Passage to read:
---*---
These Authors Are Suing OpenAI For ‘Ingesting’ Their Books


Two award-winning authors, Mona Awad and Paul Tremblay, have recently filed a lawsuit against OpenAI, accusing the prominent generative AI company of copyright infringement. The authors claim that OpenAI utilized their published books to train ChatGPT, OpenAI’s language model, without obtaining their consent.

The lawsuit, filed in late June, asserts that ChatGPT’s ability to generate detailed summaries of their works suggests that their books were included in the datasets used for training the AI technology. This case highlights the growing tension between creative professionals and generative AI tools that can produce text and images rapidly, raising concerns about the potential impact on careers and livelihoods.

Daniel Gervais, a law professor at Vanderbilt University, believes that this lawsuit is just one of several copyright cases that will emerge in response to generative AI tools. He anticipates a flood of legal challenges as these programs continue to advance and better replicate the style of writers and artists.

Proving monetary damages resulting from OpenAI’s data-collection practices may be challenging for the authors. It is possible that ChatGPT obtained the authors’ works from sources other than their original material, as suggested by Gervais. Furthermore, the vast amount of data scraped by ChatGPT from the web makes it difficult to demonstrate that its behavior would have been significantly different without ingesting the authors’ works.
---*---
Required actions:
[1] Reproduce the article on the authors' lawsuit against OpenAI from "Two award-winning authors, Mona" up to and including "careers and livelihoods.", changing "consent" to "permission".
[2] Write the next few sentences of the article on the authors' lawsuit against OpenAI, picking up after its final sentence.

[Records from a data source]
---*---
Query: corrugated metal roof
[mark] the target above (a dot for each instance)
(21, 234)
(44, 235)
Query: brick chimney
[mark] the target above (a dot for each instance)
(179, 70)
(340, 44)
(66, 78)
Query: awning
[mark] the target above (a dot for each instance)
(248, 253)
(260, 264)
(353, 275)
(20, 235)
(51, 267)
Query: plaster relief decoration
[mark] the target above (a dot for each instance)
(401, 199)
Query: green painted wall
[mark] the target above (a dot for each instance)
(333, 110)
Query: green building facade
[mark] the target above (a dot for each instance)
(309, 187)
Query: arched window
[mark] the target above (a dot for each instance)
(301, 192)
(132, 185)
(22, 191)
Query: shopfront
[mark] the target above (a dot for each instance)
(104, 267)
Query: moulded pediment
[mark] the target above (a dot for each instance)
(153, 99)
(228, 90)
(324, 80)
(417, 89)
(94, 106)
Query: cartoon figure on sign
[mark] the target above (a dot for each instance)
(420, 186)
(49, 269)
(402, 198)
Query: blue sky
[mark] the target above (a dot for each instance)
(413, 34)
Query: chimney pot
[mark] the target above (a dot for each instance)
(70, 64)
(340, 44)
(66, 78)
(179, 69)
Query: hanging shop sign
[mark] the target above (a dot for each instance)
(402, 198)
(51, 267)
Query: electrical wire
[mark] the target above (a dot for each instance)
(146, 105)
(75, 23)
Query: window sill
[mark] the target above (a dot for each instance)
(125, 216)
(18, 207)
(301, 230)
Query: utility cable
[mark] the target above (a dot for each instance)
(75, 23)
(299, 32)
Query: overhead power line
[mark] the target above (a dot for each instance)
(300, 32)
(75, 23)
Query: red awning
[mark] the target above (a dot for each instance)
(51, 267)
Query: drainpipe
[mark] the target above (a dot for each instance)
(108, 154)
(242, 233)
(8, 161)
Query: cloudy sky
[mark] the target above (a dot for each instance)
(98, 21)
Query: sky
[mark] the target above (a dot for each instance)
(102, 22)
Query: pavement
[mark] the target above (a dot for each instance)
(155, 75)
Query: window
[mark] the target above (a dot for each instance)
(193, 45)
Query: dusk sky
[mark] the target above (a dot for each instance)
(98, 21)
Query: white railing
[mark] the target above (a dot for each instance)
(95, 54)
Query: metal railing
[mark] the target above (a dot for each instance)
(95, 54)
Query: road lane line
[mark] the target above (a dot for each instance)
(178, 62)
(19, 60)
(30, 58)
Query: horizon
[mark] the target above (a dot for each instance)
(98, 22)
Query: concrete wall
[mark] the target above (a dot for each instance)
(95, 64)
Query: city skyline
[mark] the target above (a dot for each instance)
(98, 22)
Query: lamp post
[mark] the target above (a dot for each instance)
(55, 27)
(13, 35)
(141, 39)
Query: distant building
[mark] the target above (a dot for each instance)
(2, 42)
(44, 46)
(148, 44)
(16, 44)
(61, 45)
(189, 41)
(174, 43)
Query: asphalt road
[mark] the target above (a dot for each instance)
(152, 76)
---*---
Answers to this exercise:
[1]
Two award-winning authors, Mona Awad and Paul Tremblay, have recently filed a lawsuit against OpenAI, accusing the prominent generative AI company of copyright infringement. The authors claim that OpenAI utilized their published books to train ChatGPT, OpenAI’s language model, without obtaining their permission.

The lawsuit, filed in late June, asserts that ChatGPT’s ability to generate detailed summaries of their works suggests that their books were included in the datasets used for training the AI technology. This case highlights the growing tension between creative professionals and generative AI tools that can produce text and images rapidly, raising concerns about the potential impact on careers and livelihoods.

[2]
The Authors Guild, an advocacy group supporting writers’ working rights, recently published an open letter demanding that Big Tech and AI companies acquire permission from authors and fairly compensate them for using their copyrighted work in training generative AI programs. The letter has received over 2,000 signatures to date.

Awad and Tremblay’s lawsuit coincided with another legal complaint against OpenAI, accusing the company of harvesting “massive amounts of personal data” that were subsequently fed into ChatGPT. The complaint, filed by 16 plaintiffs whose full names were excluded, criticized OpenAI for collecting nearly all available internet data.

In their lawsuit, Awad and Tremblay seek damages and the recovery of lost profits. The filing includes ChatGPT-generated summaries of Awad’s novels “13 Ways of Looking at a Fat Girl” and “Bunny,” as well as Tremblay’s “The Cabin at the End of the World,” which was adapted into the film “Knock at the Cabin” by M. Night Shyamalan.

OpenAI, Awad, and Tremblay have not responded to requests for comment, while a representative for Tremblay declined to provide a statement. These lawsuits could potentially have significant implications for the future use of copyrighted material in training generative AI models.